Bring together copies of the lines in the data below that contain the word "dark".

● Data extract
---

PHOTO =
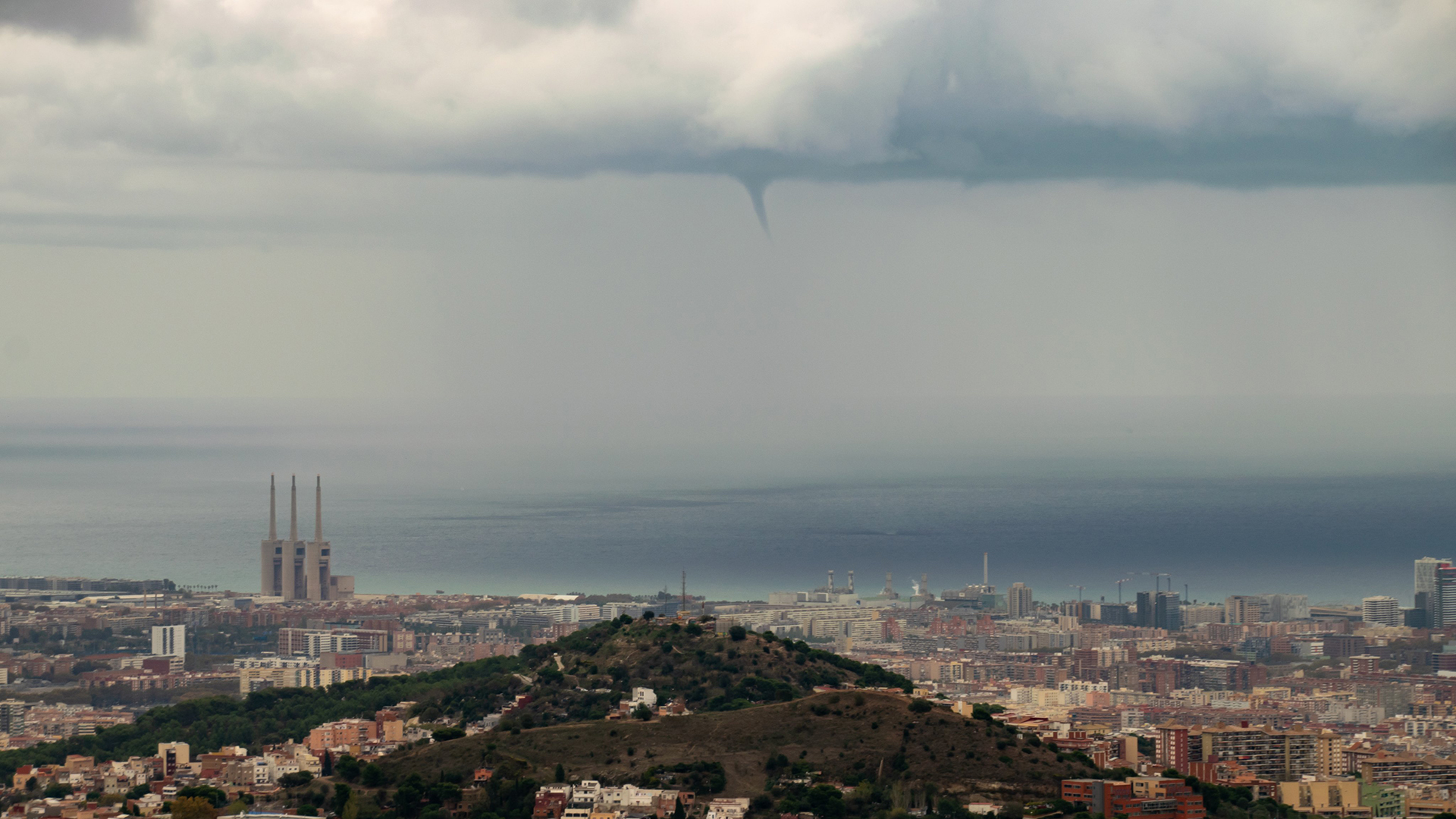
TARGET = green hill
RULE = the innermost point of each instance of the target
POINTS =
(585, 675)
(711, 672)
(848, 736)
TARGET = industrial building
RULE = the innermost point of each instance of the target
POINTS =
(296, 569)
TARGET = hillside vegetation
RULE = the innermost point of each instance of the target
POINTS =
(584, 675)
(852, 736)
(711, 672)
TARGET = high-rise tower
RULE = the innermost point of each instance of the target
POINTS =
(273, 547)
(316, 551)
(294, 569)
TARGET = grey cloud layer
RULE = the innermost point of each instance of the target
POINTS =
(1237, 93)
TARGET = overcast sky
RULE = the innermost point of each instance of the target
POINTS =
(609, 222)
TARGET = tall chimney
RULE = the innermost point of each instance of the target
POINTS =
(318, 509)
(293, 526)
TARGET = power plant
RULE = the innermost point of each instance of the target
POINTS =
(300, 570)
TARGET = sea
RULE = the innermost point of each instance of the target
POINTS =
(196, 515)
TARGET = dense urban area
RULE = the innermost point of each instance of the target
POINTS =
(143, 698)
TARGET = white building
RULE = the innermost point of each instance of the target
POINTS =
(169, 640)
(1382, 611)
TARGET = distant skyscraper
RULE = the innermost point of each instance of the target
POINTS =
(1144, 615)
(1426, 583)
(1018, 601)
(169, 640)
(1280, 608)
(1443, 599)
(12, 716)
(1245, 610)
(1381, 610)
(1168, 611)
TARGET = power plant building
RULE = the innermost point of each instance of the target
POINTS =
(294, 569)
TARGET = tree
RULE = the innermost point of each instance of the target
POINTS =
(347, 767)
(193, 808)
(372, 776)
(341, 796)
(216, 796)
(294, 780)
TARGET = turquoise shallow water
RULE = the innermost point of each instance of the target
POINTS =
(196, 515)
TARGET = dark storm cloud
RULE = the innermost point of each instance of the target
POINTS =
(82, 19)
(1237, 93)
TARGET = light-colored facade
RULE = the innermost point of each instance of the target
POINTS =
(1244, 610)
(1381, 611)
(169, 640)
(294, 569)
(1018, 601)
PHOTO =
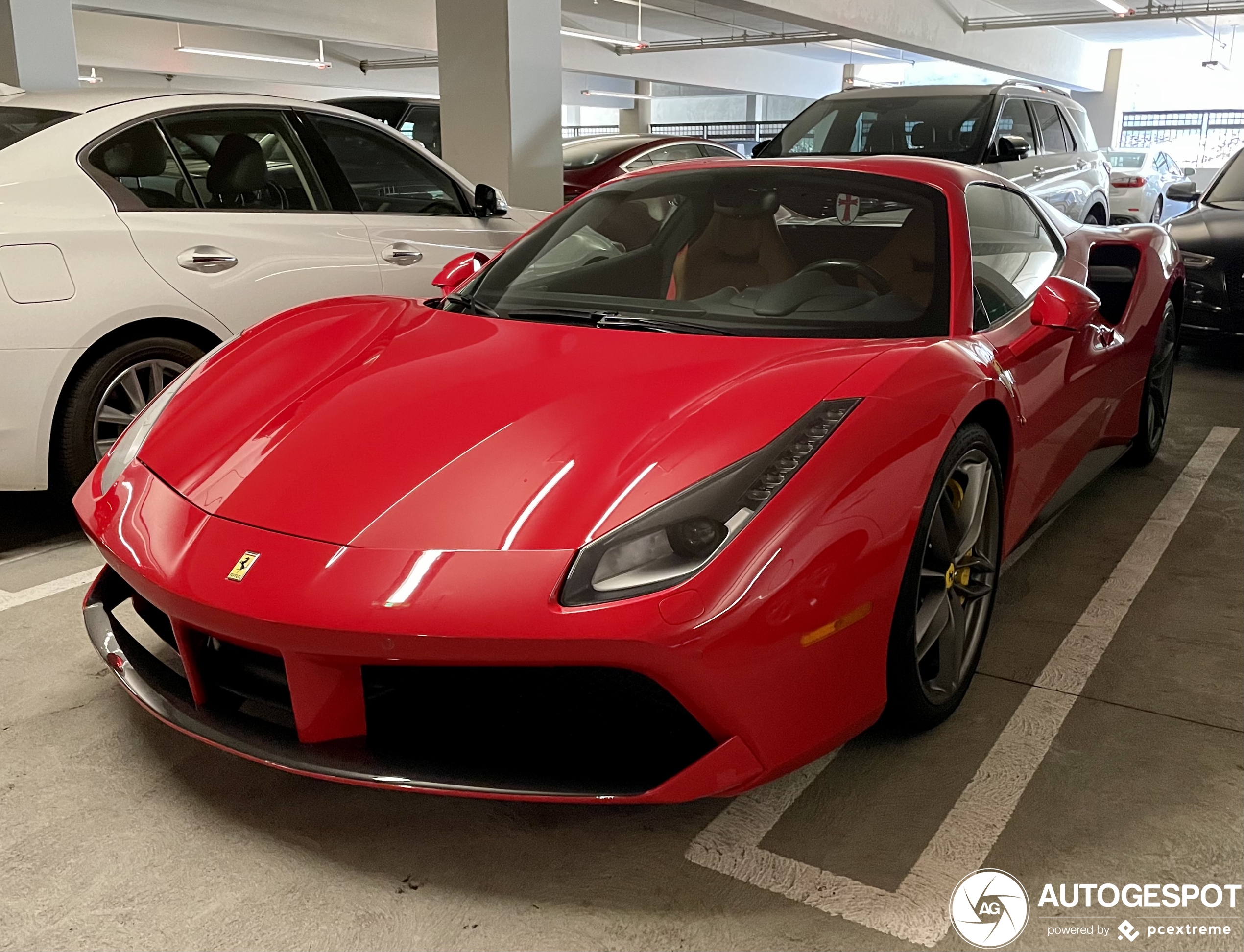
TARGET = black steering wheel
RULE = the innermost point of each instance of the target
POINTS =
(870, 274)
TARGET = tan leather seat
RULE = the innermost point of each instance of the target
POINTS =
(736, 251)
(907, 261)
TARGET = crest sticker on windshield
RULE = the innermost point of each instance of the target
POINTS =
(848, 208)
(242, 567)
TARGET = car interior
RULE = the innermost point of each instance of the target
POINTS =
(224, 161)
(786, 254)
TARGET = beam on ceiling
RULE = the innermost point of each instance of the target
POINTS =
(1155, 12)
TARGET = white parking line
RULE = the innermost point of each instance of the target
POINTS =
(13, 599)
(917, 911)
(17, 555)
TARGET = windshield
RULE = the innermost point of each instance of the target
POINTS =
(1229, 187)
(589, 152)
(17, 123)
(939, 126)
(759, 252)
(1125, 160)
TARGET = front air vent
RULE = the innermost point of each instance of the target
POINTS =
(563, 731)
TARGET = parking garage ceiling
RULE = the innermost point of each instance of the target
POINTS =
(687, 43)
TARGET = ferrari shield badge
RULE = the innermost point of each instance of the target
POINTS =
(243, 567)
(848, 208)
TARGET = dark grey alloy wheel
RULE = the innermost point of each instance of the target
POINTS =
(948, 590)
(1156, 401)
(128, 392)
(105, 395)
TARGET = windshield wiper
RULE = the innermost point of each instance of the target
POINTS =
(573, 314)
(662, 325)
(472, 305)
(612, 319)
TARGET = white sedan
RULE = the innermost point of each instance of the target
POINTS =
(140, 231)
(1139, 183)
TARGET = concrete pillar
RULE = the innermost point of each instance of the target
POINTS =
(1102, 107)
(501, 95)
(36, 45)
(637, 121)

---

● Answer to the problem
TARGET = dark storm cloud
TARGET = dark grey alloy wheel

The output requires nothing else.